> [Text segment]
All of lore.kernel.org
 help / color / mirror / Atom feed
From: Joao Martins <joao.m.martins@oracle.com>
To: Wei Liu <wei.liu2@citrix.com>
Cc: "xen-devel@lists.xenproject.org" <xen-devel@lists.xenproject.org>,
	Paul Durrant <paul.durrant@citrix.com>,
	Stefano Stabellini <sstabellini@kernel.org>,
	David Vrabel <david.vrabel@citrix.com>,
	Andrew Cooper <andrew.cooper3@citrix.com>
Subject: Re: [RFC] netif: staging grants for requests
Date: Thu, 5 Jan 2017 20:27:07 +0000	[thread overview]
Message-ID: <586EAC1B.2000905@oracle.com> (raw)
In-Reply-To: <20170104135456.GM13806@citrix.com>

On 01/04/2017 01:54 PM, Wei Liu wrote:
> Hey!
Hey!

> [Data]
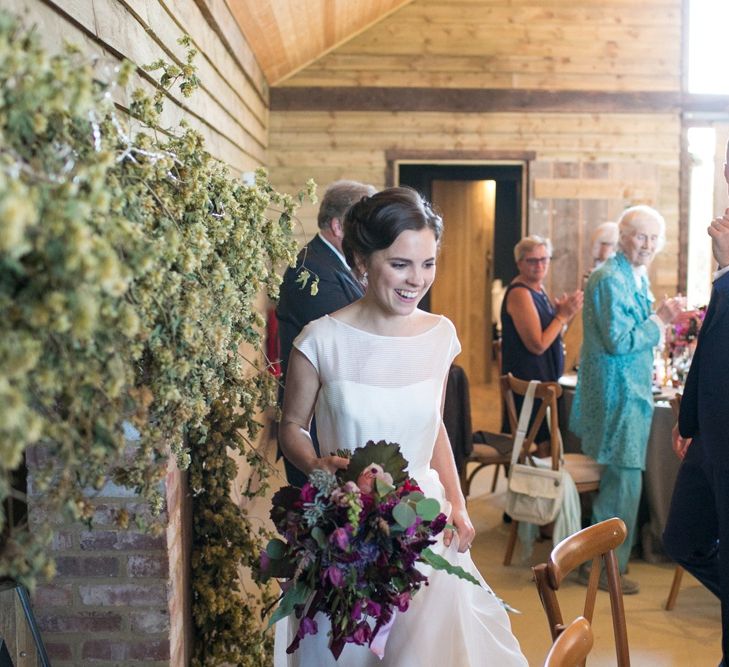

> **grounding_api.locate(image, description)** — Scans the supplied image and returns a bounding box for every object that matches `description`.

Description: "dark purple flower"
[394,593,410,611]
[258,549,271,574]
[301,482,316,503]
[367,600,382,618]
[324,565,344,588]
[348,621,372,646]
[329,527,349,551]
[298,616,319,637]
--
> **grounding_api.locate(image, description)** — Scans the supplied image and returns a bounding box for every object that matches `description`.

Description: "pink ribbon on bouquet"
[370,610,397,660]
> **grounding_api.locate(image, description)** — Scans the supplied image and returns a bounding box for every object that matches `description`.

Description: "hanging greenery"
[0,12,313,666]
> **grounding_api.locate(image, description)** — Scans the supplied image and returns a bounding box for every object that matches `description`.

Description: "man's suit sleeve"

> [Set of tasks]
1 > In the email header, write out everything from "All of lore.kernel.org" down to "Message-ID: <586EAC1B.2000905@oracle.com> (raw)", swapping "staging grants" for "persistent grants".
2 > According to the email header, on what date was the message sent?

> [Outputs for the tasks]
1 >
All of lore.kernel.org
 help / color / mirror / Atom feed
From: Joao Martins <joao.m.martins@oracle.com>
To: Wei Liu <wei.liu2@citrix.com>
Cc: "xen-devel@lists.xenproject.org" <xen-devel@lists.xenproject.org>,
	Paul Durrant <paul.durrant@citrix.com>,
	Stefano Stabellini <sstabellini@kernel.org>,
	David Vrabel <david.vrabel@citrix.com>,
	Andrew Cooper <andrew.cooper3@citrix.com>
Subject: Re: [RFC] netif: persistent grants for requests
Date: Thu, 5 Jan 2017 20:27:07 +0000	[thread overview]
Message-ID: <586EAC1B.2000905@oracle.com> (raw)

2 > Thursday, 5 January 2017, at 20:27:07 +0000.